## Given instruction
Switch each "front tire" in the lines below to "rear tire" and leave everything else unchanged. Leave the pictures out of your answer.

## Data supplied
☆ ☆ ☆ ☆ ☆ ☆ ☆
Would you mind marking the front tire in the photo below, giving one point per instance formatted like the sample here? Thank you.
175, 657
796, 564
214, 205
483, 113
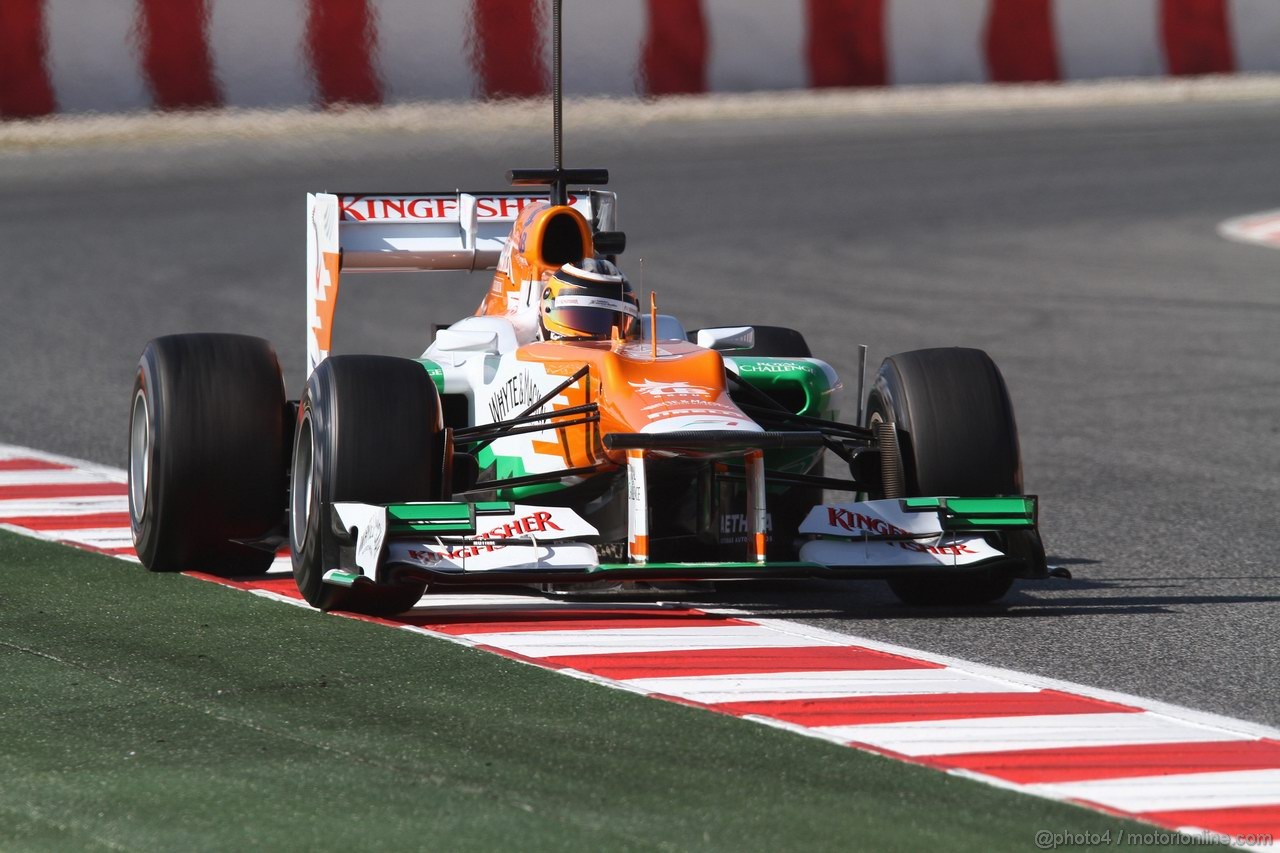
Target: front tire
☆ ☆ ☆ ☆ ☆ ☆ ☆
## Written solution
Would you mind marking the rear tire in the photo below, giving one point per instance formatted like the sample here? Thank you.
175, 657
796, 564
214, 205
483, 113
Target: rear tire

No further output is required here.